◆ Exercise ◆
Return every line in the entries below that contains the word "neck".
● ● ● ● ●
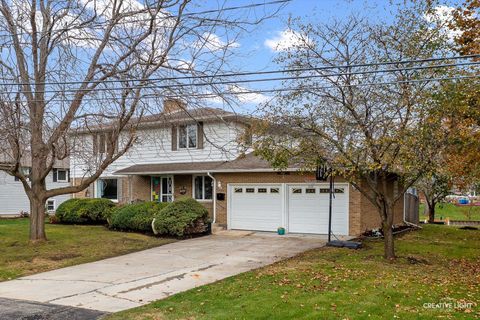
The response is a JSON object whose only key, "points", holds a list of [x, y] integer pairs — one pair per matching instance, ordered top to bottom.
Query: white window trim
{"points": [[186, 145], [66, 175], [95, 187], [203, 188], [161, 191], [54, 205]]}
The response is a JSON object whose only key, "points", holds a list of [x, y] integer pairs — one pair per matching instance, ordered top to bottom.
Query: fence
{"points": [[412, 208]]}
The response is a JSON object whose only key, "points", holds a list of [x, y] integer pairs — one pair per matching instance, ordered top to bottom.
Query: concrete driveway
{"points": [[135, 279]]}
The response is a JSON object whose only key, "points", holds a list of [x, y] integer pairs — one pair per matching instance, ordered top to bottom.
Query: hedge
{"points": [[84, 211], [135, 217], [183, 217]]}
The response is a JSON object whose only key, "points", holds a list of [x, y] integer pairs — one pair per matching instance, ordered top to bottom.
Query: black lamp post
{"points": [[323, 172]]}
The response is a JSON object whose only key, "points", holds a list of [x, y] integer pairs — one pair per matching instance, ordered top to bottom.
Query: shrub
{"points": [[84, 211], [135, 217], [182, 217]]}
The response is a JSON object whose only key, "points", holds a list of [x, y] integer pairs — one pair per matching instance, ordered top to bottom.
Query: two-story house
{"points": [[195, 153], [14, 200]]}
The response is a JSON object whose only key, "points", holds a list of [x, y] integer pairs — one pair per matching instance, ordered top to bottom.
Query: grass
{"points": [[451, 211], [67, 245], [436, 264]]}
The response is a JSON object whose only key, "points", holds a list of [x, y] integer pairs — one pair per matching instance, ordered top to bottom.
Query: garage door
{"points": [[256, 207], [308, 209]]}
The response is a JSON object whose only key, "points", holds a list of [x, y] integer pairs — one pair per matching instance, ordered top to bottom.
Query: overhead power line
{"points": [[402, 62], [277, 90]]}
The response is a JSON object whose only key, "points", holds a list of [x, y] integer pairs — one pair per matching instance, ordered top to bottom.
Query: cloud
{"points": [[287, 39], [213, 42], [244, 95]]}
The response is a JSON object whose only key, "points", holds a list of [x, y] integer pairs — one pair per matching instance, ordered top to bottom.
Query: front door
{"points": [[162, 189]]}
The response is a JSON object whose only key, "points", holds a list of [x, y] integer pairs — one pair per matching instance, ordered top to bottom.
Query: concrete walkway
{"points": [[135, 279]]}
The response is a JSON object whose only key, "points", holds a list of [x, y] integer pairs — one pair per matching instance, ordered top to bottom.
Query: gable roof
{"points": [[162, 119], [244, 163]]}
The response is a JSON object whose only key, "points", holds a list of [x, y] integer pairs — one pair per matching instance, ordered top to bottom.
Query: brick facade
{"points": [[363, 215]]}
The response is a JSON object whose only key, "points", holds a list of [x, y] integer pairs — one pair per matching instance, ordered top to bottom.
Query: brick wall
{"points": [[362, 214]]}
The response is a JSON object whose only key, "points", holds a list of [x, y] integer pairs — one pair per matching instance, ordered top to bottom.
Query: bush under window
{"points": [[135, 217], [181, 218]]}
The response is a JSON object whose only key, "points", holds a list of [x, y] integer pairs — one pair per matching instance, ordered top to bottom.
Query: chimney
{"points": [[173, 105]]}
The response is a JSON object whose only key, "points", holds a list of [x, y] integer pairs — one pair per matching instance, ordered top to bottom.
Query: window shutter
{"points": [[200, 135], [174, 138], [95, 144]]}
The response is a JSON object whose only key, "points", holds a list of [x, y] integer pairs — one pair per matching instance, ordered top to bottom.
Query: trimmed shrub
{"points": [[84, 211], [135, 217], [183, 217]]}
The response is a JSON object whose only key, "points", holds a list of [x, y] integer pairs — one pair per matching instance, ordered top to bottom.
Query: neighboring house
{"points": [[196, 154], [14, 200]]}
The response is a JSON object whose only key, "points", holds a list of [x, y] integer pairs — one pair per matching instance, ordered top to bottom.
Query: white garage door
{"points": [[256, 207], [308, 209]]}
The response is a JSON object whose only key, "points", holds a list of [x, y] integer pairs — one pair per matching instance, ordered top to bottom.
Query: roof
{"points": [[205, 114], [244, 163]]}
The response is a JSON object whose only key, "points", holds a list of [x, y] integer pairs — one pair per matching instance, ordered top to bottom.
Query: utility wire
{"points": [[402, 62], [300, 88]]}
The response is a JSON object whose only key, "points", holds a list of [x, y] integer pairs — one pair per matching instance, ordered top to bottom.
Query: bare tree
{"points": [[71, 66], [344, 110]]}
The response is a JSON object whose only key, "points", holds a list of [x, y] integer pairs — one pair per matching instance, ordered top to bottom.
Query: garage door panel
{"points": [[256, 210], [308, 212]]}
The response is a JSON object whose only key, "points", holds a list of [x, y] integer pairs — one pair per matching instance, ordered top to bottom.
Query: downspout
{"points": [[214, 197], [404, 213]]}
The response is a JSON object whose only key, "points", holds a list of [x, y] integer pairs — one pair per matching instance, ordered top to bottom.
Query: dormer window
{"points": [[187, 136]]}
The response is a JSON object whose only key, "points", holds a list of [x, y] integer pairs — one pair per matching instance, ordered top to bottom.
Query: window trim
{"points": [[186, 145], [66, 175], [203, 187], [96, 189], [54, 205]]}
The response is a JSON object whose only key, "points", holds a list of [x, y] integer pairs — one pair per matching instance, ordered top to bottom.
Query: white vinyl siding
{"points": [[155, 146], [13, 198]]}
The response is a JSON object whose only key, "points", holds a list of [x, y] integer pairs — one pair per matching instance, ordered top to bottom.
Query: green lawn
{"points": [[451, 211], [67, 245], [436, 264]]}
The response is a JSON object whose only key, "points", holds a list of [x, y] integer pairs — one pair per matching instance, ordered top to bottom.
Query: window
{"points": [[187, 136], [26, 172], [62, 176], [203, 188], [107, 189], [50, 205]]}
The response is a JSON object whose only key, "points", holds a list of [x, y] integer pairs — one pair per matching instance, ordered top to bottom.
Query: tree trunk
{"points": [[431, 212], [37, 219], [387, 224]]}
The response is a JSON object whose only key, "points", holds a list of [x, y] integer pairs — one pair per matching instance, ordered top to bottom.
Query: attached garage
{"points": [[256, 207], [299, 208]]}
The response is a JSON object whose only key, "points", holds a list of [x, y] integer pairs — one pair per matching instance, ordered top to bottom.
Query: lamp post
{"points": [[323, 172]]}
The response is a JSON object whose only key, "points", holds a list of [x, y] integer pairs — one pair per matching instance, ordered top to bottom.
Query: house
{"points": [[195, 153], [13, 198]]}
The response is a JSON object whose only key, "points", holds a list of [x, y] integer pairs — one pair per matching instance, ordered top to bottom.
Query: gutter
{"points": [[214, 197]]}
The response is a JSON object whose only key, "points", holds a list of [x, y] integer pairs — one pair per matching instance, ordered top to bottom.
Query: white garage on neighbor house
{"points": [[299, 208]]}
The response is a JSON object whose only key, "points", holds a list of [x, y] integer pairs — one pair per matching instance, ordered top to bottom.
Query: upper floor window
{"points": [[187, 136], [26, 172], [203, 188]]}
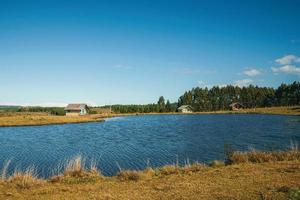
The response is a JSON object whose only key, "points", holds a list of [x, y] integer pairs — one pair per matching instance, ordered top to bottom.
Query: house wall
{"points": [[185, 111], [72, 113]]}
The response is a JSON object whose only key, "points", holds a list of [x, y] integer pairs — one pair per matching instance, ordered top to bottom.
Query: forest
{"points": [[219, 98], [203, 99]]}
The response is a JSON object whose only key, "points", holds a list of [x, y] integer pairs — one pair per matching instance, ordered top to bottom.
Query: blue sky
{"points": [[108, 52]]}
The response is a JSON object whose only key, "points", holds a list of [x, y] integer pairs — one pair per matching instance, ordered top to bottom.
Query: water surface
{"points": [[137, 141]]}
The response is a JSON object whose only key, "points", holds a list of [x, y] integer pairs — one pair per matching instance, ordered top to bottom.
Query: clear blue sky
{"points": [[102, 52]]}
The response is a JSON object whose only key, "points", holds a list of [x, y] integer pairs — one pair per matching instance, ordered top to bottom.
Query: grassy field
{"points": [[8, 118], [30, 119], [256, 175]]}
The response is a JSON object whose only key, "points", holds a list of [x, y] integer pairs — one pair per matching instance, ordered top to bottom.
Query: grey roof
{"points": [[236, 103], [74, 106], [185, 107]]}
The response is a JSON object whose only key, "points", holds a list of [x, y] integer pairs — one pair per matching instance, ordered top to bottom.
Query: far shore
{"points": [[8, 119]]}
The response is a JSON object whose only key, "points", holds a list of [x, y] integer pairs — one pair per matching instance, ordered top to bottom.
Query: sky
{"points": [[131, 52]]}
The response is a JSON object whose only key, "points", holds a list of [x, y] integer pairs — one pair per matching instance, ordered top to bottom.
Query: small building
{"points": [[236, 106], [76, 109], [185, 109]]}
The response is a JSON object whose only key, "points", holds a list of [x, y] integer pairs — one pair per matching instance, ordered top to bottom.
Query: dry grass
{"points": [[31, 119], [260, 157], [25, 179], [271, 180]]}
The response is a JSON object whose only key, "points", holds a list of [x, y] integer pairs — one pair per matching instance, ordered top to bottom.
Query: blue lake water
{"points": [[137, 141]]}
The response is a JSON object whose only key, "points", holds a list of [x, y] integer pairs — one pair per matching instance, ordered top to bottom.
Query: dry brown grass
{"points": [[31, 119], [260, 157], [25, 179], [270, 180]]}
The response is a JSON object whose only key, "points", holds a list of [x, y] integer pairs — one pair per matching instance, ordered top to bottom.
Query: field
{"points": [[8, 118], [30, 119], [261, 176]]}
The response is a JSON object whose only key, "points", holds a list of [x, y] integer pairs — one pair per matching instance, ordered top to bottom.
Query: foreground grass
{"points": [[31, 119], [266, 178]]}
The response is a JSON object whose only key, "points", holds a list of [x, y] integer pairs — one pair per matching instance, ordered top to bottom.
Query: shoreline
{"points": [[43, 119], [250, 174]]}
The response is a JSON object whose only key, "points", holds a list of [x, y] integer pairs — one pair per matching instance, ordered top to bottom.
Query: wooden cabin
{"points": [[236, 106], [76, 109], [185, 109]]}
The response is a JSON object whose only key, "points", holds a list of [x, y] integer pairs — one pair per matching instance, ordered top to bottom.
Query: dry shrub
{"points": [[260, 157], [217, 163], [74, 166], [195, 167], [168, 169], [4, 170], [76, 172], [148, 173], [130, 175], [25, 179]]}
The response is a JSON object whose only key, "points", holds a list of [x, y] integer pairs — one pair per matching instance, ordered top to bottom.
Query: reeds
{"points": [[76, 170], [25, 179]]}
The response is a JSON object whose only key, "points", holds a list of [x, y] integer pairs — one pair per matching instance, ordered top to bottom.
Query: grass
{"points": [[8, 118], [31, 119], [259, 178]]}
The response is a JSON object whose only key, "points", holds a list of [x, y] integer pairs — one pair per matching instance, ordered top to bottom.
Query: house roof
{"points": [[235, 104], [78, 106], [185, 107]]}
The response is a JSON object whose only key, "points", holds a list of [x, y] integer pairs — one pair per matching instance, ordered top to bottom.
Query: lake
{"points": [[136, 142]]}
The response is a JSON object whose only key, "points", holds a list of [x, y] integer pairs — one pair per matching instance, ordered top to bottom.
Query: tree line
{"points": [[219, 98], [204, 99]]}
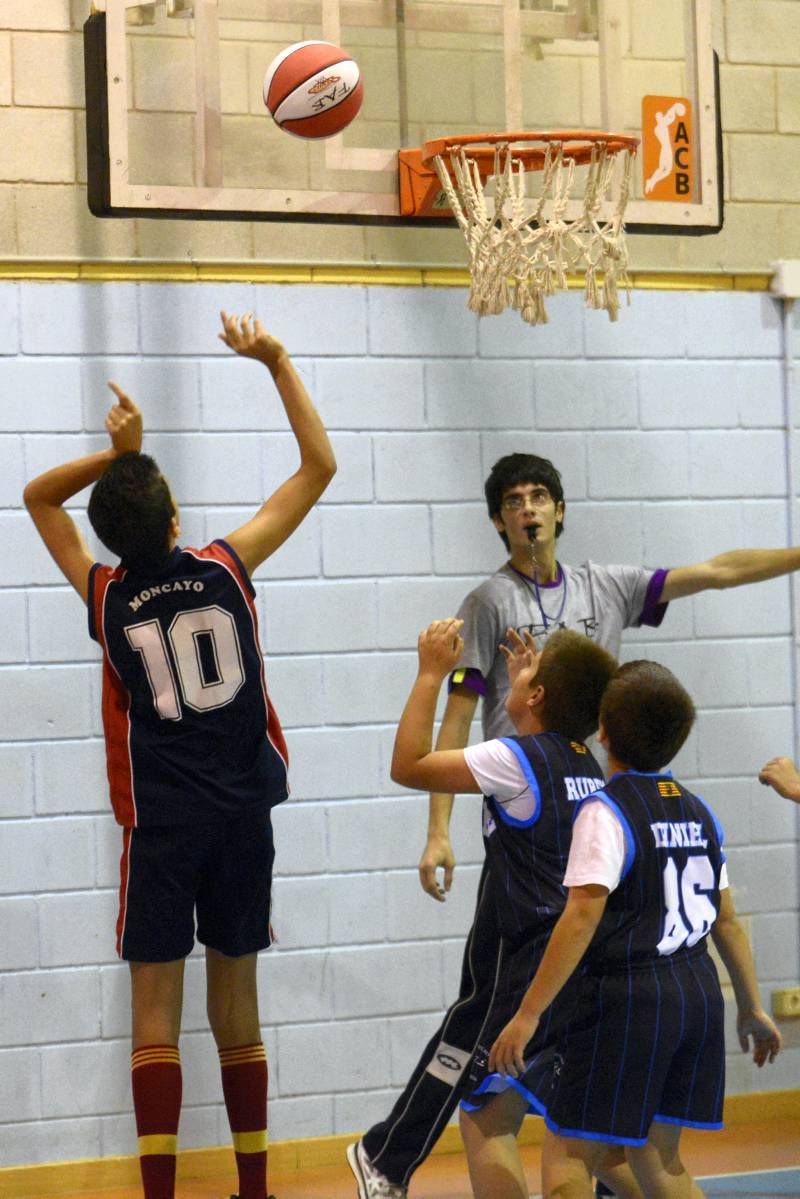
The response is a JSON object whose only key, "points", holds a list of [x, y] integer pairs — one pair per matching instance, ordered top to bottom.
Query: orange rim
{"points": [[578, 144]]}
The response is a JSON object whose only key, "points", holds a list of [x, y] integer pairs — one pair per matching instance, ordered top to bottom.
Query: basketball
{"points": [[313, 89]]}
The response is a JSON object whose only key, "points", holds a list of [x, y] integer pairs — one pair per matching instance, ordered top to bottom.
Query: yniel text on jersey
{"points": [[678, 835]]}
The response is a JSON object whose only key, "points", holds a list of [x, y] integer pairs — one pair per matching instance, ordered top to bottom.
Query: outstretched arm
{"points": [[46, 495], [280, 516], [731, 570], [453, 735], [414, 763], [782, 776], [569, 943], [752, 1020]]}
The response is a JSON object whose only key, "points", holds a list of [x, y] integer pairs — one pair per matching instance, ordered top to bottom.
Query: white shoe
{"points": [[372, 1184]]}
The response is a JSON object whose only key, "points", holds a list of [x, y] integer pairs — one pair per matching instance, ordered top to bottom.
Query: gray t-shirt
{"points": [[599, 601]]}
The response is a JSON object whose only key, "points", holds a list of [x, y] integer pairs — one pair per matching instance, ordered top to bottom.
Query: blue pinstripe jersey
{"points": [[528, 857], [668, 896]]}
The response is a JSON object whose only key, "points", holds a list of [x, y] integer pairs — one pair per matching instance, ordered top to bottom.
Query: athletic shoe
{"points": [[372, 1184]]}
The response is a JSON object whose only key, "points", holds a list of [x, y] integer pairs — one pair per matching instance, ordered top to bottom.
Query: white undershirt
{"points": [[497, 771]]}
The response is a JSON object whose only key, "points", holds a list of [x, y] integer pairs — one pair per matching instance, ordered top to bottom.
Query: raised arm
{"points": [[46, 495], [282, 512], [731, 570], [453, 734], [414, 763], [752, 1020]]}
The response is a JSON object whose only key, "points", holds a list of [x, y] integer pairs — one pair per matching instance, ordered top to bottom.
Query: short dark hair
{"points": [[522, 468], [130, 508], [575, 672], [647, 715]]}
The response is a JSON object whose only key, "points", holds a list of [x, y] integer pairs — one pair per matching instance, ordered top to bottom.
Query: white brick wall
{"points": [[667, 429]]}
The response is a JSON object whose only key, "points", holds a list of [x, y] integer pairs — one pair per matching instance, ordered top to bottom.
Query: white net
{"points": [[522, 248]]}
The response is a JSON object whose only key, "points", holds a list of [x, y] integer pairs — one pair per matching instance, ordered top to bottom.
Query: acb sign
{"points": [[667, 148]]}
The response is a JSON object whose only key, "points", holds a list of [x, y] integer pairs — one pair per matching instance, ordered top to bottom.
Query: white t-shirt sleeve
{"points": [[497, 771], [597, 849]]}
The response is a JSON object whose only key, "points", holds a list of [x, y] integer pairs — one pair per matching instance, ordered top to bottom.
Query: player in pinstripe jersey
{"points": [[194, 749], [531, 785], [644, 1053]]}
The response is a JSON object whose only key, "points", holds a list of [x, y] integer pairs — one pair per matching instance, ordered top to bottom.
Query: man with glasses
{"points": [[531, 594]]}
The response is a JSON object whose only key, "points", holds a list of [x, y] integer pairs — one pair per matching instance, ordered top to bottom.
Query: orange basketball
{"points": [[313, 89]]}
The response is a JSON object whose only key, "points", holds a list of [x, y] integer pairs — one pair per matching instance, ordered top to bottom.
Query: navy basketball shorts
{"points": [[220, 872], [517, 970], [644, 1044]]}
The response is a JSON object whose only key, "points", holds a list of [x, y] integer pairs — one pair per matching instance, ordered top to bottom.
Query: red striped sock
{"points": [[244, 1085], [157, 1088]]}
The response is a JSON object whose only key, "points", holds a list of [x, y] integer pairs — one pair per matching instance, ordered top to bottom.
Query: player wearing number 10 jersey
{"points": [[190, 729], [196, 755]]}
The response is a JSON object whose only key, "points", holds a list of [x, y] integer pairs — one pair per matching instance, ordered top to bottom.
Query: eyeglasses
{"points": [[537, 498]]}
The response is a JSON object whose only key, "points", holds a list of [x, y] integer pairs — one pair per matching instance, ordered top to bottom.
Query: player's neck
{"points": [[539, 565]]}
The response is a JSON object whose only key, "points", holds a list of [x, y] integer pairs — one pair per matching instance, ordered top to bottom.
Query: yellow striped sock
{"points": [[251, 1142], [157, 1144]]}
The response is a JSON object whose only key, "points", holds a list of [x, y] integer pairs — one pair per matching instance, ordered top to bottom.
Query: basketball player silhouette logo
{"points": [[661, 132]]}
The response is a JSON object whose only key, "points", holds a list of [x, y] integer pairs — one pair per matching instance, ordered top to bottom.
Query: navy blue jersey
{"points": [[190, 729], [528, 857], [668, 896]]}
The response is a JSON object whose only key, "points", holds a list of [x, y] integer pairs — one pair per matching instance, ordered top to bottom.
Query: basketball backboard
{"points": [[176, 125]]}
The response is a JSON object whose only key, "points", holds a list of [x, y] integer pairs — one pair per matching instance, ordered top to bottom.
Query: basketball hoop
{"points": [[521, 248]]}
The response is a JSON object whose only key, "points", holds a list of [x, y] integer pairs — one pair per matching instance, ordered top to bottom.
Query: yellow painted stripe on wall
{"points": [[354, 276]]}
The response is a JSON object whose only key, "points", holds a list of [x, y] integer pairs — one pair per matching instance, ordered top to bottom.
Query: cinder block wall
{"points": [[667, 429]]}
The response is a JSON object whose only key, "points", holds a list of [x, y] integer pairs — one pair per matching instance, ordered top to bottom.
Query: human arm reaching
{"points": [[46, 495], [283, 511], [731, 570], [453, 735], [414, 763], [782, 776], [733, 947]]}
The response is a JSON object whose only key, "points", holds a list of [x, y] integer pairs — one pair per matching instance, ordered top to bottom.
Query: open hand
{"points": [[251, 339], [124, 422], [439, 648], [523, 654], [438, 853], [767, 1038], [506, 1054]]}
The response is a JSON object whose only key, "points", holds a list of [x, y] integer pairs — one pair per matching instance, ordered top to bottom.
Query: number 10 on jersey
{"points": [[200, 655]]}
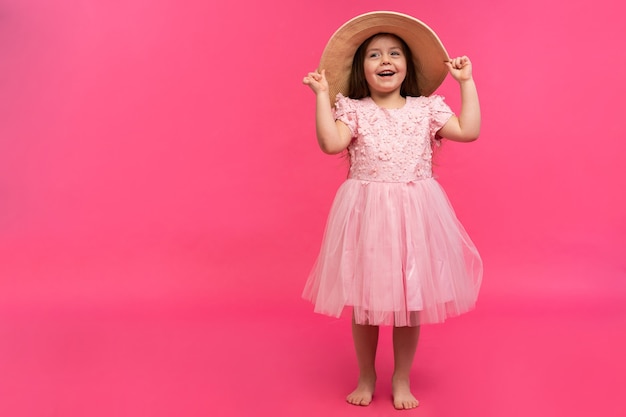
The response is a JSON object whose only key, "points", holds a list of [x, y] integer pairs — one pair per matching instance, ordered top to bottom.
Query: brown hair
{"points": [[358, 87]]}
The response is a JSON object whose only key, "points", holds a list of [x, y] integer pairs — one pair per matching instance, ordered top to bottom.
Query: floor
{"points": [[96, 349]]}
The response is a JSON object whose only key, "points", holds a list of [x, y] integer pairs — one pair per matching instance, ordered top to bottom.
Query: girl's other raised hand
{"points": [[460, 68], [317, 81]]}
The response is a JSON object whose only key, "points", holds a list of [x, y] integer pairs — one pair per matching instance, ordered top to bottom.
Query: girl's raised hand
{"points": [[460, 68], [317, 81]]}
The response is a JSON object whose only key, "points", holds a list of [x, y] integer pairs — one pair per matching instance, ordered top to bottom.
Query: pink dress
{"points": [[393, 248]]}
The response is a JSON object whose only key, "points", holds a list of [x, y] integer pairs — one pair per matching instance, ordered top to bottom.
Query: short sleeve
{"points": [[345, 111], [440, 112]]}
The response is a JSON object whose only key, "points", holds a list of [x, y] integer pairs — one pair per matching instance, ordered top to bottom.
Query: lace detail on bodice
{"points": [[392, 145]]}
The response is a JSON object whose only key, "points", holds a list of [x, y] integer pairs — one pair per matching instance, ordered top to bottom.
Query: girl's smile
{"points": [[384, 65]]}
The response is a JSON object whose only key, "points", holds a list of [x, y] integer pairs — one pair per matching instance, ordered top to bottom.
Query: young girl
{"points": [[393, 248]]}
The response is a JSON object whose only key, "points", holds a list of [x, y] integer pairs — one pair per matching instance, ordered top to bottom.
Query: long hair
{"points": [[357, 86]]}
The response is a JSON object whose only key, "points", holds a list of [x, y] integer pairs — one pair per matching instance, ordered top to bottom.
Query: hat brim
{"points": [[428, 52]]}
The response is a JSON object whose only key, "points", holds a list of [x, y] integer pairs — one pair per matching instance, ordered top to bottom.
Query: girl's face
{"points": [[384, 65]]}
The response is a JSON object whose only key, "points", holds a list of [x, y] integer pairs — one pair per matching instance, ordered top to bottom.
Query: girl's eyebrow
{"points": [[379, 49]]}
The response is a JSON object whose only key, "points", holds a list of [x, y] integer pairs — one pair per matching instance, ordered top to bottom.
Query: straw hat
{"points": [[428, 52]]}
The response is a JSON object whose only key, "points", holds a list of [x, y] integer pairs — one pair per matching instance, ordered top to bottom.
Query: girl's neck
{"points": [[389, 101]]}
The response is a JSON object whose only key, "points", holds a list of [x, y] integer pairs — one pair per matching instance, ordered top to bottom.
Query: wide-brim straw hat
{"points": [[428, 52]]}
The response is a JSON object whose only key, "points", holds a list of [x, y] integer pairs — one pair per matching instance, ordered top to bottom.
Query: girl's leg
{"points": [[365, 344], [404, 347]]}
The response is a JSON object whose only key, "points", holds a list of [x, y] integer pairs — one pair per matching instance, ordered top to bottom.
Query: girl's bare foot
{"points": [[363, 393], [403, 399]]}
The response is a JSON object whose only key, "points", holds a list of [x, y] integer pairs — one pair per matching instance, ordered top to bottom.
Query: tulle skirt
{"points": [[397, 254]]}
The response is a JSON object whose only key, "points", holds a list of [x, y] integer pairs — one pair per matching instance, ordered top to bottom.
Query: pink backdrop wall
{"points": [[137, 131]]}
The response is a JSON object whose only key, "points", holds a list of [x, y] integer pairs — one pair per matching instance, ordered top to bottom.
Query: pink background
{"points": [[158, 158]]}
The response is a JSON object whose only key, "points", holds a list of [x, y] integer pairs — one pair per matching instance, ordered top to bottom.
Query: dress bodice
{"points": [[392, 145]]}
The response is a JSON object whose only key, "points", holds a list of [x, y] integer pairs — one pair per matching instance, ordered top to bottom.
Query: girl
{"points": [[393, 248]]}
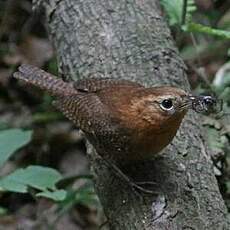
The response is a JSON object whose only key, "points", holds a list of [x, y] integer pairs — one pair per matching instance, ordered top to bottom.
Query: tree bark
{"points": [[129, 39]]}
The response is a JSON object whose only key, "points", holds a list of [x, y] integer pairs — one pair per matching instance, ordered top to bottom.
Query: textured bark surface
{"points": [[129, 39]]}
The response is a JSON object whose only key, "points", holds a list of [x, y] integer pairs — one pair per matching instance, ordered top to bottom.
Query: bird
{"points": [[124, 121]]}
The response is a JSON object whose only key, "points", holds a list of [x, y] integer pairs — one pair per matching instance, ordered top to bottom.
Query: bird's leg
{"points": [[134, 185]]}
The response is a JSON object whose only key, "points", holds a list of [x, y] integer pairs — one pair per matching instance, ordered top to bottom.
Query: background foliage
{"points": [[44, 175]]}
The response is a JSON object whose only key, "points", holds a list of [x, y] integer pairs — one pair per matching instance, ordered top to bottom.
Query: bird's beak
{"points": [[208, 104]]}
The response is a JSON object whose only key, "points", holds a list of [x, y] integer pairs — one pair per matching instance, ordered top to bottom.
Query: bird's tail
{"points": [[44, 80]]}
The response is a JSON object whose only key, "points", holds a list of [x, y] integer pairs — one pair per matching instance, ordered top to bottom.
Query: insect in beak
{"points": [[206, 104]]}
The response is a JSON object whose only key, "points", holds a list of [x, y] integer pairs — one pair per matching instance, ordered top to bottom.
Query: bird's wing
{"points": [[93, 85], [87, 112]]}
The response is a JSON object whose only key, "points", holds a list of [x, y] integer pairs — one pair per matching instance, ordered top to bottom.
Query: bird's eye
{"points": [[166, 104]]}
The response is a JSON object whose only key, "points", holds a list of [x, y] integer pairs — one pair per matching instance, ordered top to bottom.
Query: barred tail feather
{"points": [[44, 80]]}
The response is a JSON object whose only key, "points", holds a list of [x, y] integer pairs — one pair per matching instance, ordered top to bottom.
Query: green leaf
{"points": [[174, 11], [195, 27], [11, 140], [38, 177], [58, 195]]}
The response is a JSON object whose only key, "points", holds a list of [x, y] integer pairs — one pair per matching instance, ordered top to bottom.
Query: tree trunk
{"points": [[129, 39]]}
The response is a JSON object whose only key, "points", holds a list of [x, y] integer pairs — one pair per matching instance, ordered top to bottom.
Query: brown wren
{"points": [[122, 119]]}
● ● ● ● ●
◆ Solution below ◆
Query: player's neck
Query: girl's neck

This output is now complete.